▼▼▼

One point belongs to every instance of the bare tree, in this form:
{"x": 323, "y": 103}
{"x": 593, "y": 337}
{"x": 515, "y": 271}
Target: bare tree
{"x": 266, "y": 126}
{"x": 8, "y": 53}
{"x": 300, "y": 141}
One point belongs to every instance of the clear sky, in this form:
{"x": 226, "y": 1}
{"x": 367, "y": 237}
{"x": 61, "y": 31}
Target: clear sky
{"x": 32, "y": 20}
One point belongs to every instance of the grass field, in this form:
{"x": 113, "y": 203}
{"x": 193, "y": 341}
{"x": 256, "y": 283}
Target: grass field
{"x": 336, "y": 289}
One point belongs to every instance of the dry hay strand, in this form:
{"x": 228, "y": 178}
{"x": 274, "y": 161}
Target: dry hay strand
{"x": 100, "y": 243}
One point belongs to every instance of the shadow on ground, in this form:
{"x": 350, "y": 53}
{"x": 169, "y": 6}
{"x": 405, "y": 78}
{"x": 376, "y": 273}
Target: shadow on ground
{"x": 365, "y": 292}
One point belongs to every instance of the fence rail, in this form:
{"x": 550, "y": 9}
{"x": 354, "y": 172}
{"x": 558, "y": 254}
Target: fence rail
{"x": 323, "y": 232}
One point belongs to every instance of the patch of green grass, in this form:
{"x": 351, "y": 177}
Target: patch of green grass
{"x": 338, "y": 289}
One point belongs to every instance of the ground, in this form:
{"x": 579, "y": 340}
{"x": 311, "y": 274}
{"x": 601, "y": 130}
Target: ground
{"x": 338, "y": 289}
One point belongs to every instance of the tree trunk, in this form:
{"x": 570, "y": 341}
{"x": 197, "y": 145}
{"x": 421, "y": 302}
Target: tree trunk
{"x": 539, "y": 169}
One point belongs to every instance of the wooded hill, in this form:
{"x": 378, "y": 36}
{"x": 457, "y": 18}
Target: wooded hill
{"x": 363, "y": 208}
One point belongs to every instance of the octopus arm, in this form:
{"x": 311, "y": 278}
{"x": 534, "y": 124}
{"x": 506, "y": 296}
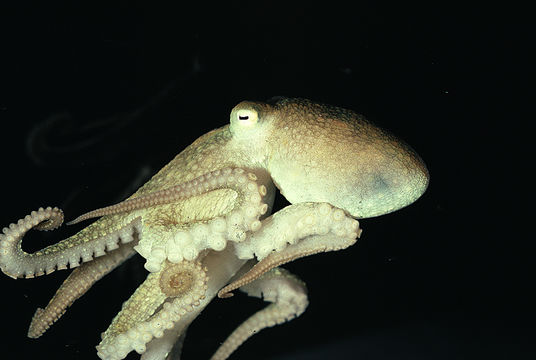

▲▲▲

- **Task brief**: Could you copy the records word for word, from the line containing "One point belongs to every instance of the dry" through the end of the records, leaving the pictures out?

- **Full response**:
One point belongs to every instance of the dry hay strand, in this form:
{"x": 228, "y": 178}
{"x": 274, "y": 161}
Target: dry hay strand
{"x": 100, "y": 243}
One point belongs to every instance of the shadow on ground, in this form:
{"x": 350, "y": 53}
{"x": 169, "y": 6}
{"x": 405, "y": 78}
{"x": 376, "y": 273}
Target: shadow on ground
{"x": 365, "y": 292}
One point belongs to every instance of the fence rail, in this form:
{"x": 550, "y": 9}
{"x": 354, "y": 172}
{"x": 558, "y": 254}
Target: fence rail
{"x": 323, "y": 232}
One point belongs to every instance of the patch of green grass, in this form:
{"x": 351, "y": 177}
Target: patch of green grass
{"x": 338, "y": 289}
One point belongs to every instance of the ground, in this form:
{"x": 579, "y": 340}
{"x": 311, "y": 274}
{"x": 601, "y": 130}
Target: ground
{"x": 338, "y": 289}
One point belongs to every instance of the tree trunk, in this form:
{"x": 570, "y": 341}
{"x": 197, "y": 145}
{"x": 421, "y": 302}
Target: tree trunk
{"x": 539, "y": 169}
One point belongs to every instance of the wooded hill, in this form:
{"x": 378, "y": 36}
{"x": 457, "y": 18}
Target: wooded hill
{"x": 363, "y": 208}
One point belongs to every instance of the octopus arm, in this form:
{"x": 311, "y": 278}
{"x": 534, "y": 124}
{"x": 506, "y": 296}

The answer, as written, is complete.